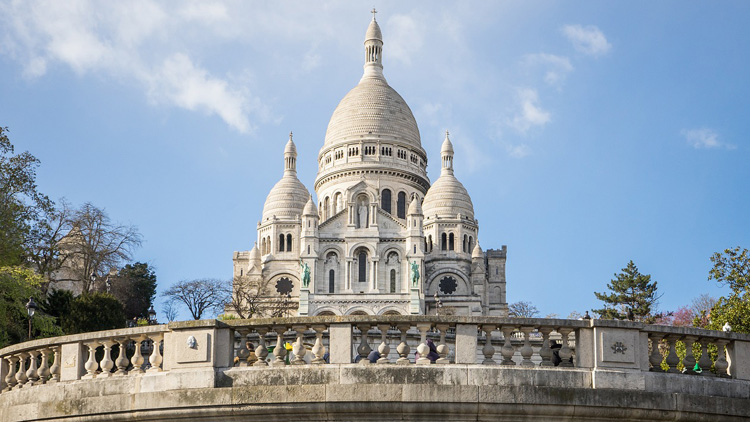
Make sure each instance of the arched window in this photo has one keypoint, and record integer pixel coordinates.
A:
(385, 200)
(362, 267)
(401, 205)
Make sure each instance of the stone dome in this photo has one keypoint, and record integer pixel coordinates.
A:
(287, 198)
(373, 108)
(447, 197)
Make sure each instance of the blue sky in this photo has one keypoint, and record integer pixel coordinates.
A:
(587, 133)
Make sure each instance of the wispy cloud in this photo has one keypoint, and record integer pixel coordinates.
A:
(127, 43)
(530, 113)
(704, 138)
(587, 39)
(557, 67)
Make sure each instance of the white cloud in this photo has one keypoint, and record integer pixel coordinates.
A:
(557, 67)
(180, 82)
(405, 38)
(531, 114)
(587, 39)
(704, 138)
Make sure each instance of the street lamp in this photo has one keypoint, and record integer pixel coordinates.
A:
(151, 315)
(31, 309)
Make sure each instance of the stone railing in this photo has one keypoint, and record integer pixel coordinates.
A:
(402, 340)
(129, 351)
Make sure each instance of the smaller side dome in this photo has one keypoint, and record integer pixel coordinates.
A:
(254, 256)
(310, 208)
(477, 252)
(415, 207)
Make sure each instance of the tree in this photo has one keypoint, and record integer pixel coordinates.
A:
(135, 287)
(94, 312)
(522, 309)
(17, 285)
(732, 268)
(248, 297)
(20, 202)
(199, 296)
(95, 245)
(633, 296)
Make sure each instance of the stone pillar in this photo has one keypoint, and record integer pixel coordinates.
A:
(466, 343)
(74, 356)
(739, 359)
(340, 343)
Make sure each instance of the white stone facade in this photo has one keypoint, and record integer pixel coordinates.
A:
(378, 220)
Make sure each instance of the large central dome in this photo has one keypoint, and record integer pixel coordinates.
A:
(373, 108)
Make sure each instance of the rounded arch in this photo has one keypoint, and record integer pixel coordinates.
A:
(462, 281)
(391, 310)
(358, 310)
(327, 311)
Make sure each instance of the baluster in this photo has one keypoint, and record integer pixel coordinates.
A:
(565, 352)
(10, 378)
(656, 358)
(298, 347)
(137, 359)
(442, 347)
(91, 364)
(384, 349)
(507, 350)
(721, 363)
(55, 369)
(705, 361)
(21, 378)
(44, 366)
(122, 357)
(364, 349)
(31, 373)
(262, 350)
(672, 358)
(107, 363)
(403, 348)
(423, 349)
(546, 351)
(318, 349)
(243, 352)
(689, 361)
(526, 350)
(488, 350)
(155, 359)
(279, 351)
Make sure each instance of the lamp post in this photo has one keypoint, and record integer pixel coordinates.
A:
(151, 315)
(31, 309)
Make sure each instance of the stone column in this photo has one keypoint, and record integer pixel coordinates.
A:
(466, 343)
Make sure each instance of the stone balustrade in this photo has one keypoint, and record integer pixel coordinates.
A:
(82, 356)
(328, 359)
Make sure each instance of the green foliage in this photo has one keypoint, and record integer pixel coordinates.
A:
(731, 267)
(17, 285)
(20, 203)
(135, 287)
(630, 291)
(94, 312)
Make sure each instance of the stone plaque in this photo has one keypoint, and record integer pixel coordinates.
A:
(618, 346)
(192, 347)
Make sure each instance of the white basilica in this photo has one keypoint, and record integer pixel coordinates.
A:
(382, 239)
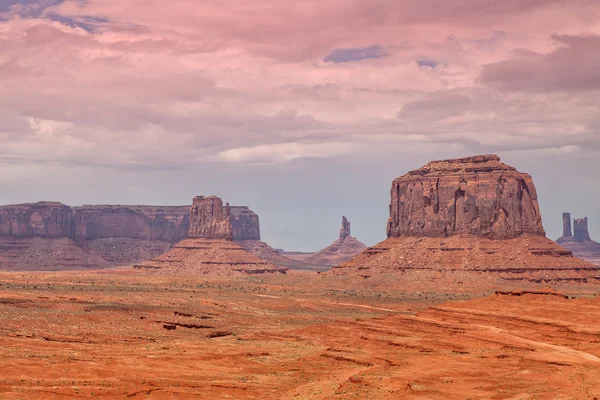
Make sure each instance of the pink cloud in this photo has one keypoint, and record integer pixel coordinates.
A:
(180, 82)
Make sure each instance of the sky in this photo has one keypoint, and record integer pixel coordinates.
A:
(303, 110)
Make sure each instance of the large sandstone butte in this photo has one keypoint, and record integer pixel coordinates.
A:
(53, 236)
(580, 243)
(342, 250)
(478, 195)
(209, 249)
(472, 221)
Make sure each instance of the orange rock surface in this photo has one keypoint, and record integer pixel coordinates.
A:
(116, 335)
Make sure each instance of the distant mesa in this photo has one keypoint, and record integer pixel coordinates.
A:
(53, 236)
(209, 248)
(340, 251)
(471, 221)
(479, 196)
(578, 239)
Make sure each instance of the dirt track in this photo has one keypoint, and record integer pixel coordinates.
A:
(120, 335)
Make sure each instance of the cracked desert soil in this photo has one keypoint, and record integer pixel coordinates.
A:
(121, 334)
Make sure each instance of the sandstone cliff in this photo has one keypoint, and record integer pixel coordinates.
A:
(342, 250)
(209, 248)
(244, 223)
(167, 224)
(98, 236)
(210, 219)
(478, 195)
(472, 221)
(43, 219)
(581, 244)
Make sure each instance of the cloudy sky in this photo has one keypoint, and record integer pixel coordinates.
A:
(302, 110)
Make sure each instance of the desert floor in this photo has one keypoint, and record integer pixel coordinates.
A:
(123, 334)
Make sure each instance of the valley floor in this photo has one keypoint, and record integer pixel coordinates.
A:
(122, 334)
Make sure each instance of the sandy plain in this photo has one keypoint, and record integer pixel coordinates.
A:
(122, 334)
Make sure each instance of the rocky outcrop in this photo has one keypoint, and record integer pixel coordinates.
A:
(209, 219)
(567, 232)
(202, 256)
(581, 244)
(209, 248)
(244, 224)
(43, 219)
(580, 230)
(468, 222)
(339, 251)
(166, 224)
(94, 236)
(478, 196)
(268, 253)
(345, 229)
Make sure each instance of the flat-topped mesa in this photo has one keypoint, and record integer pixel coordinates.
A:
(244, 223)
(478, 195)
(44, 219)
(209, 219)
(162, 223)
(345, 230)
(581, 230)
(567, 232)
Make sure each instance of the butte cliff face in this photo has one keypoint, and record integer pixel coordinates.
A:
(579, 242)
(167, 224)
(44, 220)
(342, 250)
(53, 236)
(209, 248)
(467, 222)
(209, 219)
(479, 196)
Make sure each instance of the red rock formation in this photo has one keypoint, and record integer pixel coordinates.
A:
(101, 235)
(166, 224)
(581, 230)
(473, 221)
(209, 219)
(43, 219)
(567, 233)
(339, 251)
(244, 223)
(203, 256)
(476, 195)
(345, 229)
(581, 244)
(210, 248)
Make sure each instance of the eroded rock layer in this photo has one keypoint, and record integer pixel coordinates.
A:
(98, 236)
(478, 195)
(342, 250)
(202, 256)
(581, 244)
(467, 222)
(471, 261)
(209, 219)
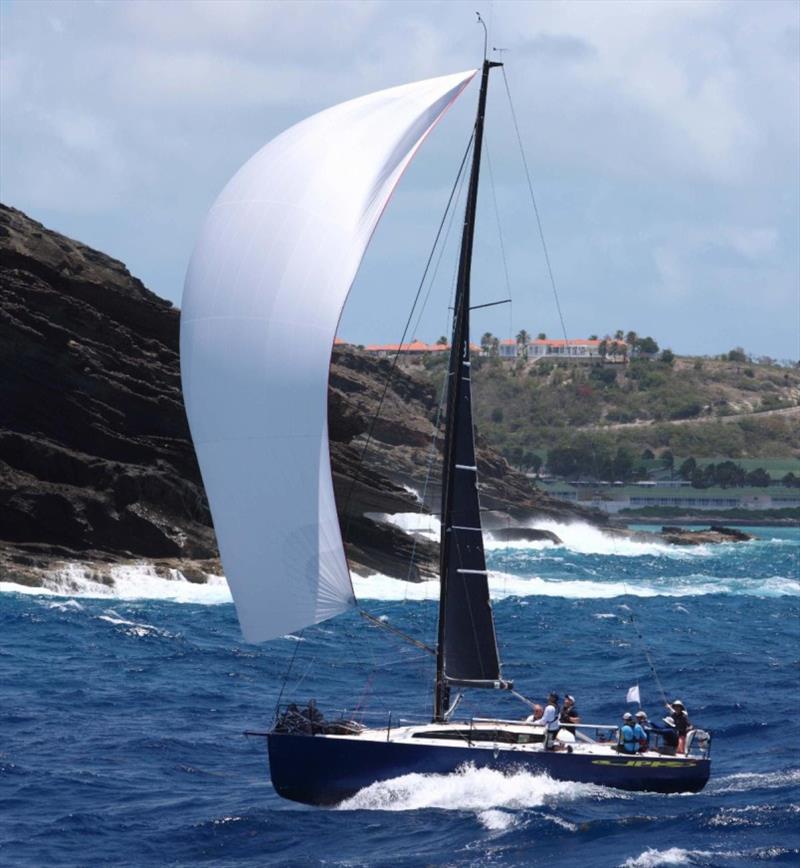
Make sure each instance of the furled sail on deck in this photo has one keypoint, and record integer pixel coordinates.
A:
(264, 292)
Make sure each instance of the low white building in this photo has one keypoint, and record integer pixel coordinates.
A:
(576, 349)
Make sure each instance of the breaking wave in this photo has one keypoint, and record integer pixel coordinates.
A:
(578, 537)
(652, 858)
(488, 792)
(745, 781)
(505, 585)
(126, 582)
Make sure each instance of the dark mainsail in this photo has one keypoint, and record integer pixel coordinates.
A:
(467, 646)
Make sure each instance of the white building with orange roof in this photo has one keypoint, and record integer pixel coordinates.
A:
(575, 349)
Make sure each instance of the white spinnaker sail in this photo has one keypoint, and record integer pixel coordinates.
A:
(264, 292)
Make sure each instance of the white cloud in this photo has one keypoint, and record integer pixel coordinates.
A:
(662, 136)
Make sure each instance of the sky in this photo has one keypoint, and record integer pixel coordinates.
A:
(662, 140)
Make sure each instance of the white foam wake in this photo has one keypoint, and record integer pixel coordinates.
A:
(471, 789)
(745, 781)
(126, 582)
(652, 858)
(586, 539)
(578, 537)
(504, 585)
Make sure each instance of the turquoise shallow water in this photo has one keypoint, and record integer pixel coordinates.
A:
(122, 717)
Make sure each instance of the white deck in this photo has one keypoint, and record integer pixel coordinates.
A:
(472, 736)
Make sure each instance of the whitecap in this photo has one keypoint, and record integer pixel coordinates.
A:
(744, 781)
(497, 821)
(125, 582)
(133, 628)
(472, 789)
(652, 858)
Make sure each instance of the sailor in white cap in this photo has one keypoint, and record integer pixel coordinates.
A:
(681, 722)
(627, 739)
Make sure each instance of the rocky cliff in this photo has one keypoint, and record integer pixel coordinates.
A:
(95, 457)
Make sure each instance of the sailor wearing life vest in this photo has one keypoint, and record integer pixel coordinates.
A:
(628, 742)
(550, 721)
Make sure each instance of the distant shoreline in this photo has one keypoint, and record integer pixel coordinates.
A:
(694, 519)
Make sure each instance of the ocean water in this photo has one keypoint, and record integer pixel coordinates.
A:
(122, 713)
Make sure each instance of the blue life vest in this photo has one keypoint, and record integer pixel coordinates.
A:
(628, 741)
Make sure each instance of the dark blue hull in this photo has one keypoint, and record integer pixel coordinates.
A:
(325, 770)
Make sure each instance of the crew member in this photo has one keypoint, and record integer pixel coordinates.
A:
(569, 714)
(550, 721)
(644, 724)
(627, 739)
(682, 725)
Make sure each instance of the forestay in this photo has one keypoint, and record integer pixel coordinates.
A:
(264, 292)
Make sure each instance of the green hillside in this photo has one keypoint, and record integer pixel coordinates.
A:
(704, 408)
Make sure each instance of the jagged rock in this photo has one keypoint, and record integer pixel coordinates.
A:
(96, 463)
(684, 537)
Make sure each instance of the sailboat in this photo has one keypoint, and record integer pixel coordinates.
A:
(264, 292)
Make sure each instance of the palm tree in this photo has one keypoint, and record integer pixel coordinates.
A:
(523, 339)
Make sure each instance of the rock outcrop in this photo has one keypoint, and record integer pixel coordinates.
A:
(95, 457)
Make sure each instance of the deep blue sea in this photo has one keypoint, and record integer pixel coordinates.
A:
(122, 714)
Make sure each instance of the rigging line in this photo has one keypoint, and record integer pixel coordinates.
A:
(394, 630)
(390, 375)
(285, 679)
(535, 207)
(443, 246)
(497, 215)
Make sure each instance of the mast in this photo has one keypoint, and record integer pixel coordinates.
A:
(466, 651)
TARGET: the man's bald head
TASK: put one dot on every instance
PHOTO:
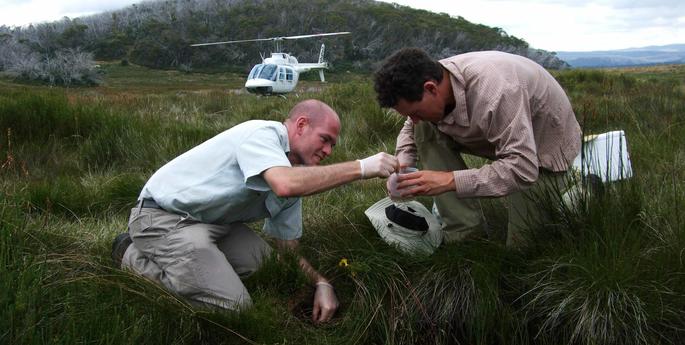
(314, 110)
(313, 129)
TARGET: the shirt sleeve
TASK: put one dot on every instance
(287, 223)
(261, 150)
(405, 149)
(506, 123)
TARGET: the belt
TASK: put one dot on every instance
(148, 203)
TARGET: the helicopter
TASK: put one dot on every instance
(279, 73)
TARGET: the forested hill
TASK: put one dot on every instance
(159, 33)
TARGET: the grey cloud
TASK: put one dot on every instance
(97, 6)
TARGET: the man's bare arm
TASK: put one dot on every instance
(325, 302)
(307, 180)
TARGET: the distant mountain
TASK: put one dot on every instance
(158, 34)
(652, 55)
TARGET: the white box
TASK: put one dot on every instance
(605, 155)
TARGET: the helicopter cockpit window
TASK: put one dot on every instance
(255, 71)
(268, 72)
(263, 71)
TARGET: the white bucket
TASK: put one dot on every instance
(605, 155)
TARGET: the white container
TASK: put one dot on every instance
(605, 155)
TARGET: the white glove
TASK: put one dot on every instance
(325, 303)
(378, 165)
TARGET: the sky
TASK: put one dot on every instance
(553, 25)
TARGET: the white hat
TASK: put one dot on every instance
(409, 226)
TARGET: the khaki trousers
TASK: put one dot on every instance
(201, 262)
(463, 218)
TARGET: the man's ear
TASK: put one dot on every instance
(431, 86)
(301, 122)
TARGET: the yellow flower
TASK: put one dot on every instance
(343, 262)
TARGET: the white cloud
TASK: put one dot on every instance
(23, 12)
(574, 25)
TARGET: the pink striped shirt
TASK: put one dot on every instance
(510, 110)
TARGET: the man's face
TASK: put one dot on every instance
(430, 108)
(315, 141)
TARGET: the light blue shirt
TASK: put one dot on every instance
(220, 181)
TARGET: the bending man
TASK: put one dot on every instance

Required work
From the entries, copy every line in which the word "large" occurs.

The answer
Make sure each instance of the large central dome in this photo has one keypoint, and record integer pixel coordinates.
Make sure each instance of the large sandstone butte in this photo has one keypoint, and record integer pixel coordinates.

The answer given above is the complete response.